Task objective → In the column on locked doors and vigilance, transcribe the passage starting at "Our school doors" and ending at "roughly 326.7 million.".

Source text →
⁂

By FRED KRONER
I get it. I say it to myself. I tell it to others.
But I don’t really get it.
We live in a world where caution and fear are more prominent in our minds than empathy and concern.
Our school doors are locked. Our bank doors are locked. Interior doors in our newsrooms are locked.
We are encouraged to lock our homes, lock our car doors and shut the garage door.
Are we also locking our hearts to interactions that often led to compassion for others?
I get it.
We never know where evil is lurking, when the next attack might occur. We must proceed as if danger is imminent. Vigilance is of the essence.
There’s good reason.
Through Thursday, there have been 154 mass shootings in the United States thus far in 2018.
We can all agree that’s 154 too many, can’t we?
But look at what we have done.
The population of the United States is roughly 326.7 million.
The number of shooters is not even 1 percent of our population. It’s not even half of 1 percent. Or half of that number.
And yet, protections are in place to help alleviate concern of an instance that statistically is unlikely to happen.
Think about this: Our lives are being controlled by the criminal element, whether we want to acknowledge it or not.
Some of us now need two hands to count the number of decades we’ve spent on Earth.
We remember — and yes, yearn — for the time when trust, compassion and cooperation were prominent traits in our own minds as well as with neighbors, and strangers.
I grew up in a rural area, five miles north of Mahomet.
The closest neighbor was an elderly gentleman, Stanley Howe. On more than one occasion, he told me — and my parents — if we ever needed to borrow something, to come over and help ourselves.

⁂

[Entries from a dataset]

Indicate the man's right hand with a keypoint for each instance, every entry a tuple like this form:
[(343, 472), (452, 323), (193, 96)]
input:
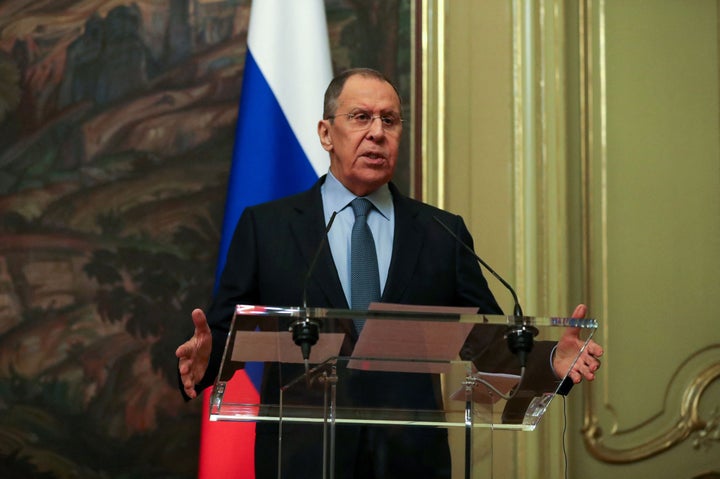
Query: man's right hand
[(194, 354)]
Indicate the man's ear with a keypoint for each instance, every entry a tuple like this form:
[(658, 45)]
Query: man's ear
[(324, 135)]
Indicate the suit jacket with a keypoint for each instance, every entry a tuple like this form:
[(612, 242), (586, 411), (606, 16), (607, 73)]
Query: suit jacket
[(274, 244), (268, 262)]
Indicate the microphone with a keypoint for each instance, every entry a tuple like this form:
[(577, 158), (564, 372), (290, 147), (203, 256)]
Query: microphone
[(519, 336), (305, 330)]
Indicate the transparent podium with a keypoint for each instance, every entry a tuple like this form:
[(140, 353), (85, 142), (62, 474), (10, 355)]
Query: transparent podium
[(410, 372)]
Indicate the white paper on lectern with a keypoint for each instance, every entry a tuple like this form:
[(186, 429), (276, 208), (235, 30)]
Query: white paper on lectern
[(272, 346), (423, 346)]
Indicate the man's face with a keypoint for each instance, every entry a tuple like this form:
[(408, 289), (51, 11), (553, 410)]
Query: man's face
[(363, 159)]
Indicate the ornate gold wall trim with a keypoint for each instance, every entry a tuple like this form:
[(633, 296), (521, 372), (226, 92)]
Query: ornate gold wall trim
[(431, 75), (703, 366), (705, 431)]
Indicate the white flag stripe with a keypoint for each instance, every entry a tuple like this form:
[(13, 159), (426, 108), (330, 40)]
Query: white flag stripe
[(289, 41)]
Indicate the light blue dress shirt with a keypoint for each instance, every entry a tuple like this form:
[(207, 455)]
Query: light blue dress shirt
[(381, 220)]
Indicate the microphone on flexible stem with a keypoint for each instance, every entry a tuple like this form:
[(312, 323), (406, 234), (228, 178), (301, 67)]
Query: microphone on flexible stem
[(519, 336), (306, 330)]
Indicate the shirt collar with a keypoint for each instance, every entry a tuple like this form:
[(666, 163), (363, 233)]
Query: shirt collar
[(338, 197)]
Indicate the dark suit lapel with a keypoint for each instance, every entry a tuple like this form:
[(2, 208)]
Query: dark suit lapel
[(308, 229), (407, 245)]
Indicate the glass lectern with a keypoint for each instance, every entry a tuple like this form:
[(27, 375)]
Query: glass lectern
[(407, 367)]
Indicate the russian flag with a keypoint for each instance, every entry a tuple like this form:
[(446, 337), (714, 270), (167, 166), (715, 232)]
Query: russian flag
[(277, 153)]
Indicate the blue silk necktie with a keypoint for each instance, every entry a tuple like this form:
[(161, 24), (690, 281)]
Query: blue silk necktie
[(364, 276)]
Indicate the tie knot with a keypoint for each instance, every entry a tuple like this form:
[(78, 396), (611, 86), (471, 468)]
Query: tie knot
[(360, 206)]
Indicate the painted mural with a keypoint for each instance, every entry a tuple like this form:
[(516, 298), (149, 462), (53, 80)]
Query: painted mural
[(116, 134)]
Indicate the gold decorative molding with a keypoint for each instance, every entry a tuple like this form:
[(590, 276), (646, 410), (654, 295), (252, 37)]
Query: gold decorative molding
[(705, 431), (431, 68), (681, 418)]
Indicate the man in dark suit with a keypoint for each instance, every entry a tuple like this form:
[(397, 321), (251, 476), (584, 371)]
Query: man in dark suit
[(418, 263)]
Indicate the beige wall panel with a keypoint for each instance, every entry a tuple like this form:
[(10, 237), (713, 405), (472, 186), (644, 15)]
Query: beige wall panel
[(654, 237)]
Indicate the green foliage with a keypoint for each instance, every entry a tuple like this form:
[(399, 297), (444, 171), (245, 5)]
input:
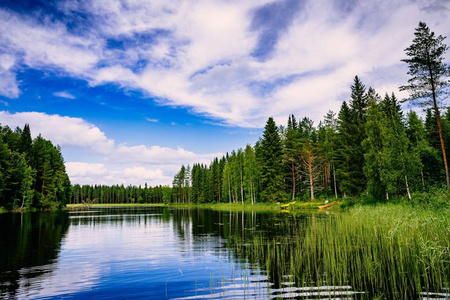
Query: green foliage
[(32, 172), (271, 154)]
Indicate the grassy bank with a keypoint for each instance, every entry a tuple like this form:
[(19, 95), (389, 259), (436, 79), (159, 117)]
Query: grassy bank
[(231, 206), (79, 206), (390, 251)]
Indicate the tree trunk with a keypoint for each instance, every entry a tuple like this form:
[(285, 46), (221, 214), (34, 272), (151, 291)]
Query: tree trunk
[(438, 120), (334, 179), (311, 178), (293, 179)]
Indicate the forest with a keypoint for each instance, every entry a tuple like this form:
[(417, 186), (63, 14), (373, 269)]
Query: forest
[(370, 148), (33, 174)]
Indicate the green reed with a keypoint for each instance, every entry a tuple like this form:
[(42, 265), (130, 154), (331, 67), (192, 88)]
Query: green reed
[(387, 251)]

⁂

Written reply →
Our school doors are locked. Our bank doors are locked. Interior doors in our newsrooms are locked.
We are encouraged to lock our homes, lock our car doors and shut the garage door.
Are we also locking our hearts to interactions that often led to compassion for others?
I get it.
We never know where evil is lurking, when the next attack might occur. We must proceed as if danger is imminent. Vigilance is of the essence.
There’s good reason.
Through Thursday, there have been 154 mass shootings in the United States thus far in 2018.
We can all agree that’s 154 too many, can’t we?
But look at what we have done.
The population of the United States is roughly 326.7 million.